* Task description *
Return, word for word, only the lines from the one containing "TASK: Mark every snow-covered track" through the last line of the entries.

[Entries on locating named things]
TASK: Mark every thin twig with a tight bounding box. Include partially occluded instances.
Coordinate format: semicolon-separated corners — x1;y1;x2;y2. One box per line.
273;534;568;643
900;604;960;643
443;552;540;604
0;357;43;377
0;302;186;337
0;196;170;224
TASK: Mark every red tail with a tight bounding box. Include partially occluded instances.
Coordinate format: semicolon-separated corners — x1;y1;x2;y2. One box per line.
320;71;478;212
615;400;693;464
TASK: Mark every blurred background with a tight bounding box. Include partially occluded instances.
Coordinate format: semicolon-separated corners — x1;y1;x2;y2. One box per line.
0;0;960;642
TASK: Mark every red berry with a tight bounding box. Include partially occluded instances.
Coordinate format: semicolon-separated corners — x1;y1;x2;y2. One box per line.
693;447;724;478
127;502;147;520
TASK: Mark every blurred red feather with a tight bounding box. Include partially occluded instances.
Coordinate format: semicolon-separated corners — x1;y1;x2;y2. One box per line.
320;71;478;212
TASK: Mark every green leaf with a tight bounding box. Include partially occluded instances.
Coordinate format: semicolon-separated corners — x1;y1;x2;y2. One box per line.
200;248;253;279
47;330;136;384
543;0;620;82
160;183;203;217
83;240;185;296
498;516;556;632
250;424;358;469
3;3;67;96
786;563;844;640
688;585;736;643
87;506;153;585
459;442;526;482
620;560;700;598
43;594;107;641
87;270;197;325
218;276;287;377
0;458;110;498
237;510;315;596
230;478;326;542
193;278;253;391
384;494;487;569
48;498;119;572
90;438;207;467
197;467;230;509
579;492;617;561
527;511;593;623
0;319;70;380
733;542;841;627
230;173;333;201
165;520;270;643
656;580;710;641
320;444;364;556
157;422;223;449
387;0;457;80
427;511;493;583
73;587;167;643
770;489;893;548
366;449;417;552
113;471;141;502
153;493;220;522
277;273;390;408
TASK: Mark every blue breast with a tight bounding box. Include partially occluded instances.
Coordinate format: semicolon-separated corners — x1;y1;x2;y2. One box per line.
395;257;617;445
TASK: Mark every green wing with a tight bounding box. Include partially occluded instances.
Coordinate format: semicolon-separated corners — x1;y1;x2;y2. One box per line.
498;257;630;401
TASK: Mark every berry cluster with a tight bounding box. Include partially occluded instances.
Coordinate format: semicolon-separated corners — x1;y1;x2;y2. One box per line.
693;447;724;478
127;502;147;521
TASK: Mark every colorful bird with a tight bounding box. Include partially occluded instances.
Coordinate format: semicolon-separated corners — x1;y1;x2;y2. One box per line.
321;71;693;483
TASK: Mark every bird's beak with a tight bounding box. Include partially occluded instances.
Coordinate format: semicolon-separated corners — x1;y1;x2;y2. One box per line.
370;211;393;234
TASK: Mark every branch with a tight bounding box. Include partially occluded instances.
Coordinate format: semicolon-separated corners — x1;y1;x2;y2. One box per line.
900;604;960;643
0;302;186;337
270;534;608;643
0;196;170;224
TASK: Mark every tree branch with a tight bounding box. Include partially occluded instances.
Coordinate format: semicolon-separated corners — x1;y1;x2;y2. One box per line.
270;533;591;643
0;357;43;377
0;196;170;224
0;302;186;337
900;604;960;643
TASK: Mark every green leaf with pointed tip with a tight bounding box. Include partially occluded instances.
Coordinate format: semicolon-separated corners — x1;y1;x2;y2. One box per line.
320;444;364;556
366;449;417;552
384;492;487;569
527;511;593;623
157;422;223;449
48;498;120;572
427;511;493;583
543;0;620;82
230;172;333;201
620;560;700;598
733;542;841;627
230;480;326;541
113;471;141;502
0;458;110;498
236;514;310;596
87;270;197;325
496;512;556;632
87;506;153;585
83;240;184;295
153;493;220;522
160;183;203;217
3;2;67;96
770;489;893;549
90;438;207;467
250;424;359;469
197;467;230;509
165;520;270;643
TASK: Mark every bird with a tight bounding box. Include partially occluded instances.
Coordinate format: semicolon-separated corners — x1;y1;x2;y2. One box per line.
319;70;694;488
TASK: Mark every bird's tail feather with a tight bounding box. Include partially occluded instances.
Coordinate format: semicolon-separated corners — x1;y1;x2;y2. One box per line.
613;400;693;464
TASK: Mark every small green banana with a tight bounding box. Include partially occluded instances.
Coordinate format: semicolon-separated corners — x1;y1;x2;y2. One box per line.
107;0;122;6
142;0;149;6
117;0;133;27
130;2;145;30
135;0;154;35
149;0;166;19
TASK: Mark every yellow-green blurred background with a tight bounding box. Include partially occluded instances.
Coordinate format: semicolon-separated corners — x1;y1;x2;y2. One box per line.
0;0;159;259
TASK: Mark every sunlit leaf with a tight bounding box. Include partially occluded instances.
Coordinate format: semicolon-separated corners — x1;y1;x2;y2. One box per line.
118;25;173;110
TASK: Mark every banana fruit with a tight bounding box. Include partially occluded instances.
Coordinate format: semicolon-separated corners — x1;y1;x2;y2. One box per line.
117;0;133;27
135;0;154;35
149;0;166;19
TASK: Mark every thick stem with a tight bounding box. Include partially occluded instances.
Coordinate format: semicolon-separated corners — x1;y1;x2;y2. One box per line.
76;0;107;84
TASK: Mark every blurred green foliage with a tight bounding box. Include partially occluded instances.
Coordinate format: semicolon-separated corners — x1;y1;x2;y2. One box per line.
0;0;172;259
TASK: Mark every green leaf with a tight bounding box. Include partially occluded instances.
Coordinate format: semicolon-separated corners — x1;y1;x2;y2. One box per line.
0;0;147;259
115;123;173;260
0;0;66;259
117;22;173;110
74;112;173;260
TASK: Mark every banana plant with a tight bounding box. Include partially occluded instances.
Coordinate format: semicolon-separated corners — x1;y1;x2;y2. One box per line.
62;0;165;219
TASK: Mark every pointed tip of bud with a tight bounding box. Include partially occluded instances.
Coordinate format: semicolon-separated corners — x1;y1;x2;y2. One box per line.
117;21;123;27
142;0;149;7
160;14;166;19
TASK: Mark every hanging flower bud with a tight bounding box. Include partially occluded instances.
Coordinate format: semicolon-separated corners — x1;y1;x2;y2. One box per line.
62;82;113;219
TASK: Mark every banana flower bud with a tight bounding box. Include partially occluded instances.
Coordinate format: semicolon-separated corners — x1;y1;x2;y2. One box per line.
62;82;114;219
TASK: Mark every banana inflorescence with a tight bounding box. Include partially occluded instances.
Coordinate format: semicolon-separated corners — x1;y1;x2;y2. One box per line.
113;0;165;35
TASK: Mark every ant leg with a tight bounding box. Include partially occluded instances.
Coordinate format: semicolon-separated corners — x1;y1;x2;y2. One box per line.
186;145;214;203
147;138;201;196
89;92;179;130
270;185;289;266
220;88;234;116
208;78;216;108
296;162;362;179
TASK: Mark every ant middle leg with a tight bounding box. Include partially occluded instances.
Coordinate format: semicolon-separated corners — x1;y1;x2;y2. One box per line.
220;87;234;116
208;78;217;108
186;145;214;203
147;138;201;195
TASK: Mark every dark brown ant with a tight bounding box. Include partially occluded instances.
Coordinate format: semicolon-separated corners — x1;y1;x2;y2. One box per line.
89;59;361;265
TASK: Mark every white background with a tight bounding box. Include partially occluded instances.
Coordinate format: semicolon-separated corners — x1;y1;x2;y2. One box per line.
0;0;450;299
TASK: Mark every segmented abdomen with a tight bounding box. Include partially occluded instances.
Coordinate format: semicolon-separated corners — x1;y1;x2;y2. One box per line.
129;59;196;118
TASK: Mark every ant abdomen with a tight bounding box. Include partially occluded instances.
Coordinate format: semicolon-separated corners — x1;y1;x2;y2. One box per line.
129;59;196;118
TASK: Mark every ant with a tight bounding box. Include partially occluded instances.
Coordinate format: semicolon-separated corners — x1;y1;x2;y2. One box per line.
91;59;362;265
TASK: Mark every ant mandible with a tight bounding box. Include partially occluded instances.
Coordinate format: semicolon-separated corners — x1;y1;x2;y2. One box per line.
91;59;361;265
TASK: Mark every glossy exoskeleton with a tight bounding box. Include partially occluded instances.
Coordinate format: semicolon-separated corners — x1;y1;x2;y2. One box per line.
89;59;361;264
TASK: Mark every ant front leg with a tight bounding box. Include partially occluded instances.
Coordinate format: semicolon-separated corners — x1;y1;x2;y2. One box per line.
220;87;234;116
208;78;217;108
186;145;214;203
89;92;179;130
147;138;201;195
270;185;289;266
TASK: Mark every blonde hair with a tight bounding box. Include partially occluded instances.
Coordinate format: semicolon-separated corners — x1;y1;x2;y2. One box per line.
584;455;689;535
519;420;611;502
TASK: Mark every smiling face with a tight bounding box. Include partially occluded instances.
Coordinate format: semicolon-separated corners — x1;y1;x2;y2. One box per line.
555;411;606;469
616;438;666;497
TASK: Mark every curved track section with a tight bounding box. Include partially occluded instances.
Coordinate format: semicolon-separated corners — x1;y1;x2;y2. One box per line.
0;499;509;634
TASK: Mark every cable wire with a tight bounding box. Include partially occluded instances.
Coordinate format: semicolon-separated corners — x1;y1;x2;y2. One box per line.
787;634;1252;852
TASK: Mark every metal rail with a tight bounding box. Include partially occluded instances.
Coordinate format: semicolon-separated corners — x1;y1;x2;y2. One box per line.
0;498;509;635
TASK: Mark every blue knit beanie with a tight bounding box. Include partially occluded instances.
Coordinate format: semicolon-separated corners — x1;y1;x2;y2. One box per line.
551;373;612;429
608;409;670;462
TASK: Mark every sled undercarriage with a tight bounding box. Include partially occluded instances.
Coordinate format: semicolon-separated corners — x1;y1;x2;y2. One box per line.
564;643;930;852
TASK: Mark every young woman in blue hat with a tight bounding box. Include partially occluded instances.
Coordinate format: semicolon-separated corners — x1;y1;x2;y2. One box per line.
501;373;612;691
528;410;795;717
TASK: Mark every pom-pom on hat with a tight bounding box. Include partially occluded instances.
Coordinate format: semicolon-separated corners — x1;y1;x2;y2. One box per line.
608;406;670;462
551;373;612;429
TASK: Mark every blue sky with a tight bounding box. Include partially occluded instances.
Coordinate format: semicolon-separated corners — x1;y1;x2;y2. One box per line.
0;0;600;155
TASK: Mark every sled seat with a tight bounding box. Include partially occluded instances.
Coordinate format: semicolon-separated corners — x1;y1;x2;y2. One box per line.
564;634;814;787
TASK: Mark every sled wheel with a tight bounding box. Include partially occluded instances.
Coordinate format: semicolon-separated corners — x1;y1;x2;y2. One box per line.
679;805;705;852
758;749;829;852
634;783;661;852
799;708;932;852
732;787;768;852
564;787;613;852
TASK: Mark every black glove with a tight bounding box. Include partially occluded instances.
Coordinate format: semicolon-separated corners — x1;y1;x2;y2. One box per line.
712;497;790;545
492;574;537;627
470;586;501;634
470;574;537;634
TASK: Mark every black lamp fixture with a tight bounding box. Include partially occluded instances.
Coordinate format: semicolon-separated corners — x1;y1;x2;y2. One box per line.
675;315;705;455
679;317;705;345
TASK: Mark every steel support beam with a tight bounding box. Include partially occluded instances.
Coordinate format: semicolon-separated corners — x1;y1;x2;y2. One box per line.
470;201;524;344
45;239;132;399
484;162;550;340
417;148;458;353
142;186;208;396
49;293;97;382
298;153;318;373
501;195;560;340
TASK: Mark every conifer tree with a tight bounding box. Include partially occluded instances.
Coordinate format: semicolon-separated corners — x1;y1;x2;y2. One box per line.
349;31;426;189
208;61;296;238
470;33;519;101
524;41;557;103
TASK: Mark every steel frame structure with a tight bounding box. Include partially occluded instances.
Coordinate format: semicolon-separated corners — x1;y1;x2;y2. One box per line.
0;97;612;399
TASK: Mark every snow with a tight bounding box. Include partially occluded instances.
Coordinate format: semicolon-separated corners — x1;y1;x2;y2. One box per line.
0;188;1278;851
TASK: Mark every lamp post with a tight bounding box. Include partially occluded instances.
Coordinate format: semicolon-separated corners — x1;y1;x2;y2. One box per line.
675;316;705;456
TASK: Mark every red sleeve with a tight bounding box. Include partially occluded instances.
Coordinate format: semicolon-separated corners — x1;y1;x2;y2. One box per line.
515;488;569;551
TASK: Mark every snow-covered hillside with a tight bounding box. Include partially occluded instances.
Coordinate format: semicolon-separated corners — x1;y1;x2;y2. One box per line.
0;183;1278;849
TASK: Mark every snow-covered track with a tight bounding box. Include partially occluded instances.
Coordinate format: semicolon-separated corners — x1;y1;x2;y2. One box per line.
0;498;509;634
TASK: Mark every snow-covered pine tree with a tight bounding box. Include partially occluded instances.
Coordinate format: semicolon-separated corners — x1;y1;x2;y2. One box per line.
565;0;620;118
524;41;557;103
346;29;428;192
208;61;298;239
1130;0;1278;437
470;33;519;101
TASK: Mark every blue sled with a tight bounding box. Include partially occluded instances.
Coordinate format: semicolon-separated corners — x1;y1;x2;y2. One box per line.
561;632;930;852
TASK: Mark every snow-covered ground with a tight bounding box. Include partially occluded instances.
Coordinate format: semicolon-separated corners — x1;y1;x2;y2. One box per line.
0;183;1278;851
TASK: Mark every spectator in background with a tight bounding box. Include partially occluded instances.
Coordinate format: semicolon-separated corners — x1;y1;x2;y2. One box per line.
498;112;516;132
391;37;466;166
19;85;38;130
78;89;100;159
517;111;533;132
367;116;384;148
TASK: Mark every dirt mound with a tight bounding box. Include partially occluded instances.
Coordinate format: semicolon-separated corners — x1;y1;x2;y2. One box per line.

* Result of this task *
TASK: Mark every snow-covered track with a tight bounding box. Include partially occluded instances.
Coordinate format: semicolon-separated corners — x1;y1;x2;y2. One box per line.
0;498;509;634
TASK: Mark every snow-covered pine tree with a tight bounding box. Include partially occluded instances.
Coordinate format: semicolon-separated corners — x1;y1;x2;y2. One box per line.
565;0;620;118
524;41;557;103
346;29;428;192
208;61;298;239
1130;0;1278;437
470;33;519;101
TASK: Mark every blue sled with a tight bounding box. Include partially occluded instances.
Coordinate format: semicolon-separated corners — x1;y1;x2;y2. One box per line.
561;632;930;852
TASK: Mark every snow-covered ground with a tight bounding box. Include partially occluded instances.
Coordinate format: semicolon-separated corners — x1;y1;x2;y2. One box per line.
0;183;1278;851
TASK: Mark every spectator in background with a tight bounding box. Include partially occluded instances.
Coordinate format: semicolon-separated corners — x1;y1;x2;y2. One box per line.
498;112;516;132
391;37;466;166
19;85;38;130
78;89;100;159
517;111;533;132
367;116;384;148
TASK: Mark every dirt mound with a tight bounding box. Include partially occluded instances.
Coordinate format: semicolon-separated corners — x1;y1;x2;y2. One box per line.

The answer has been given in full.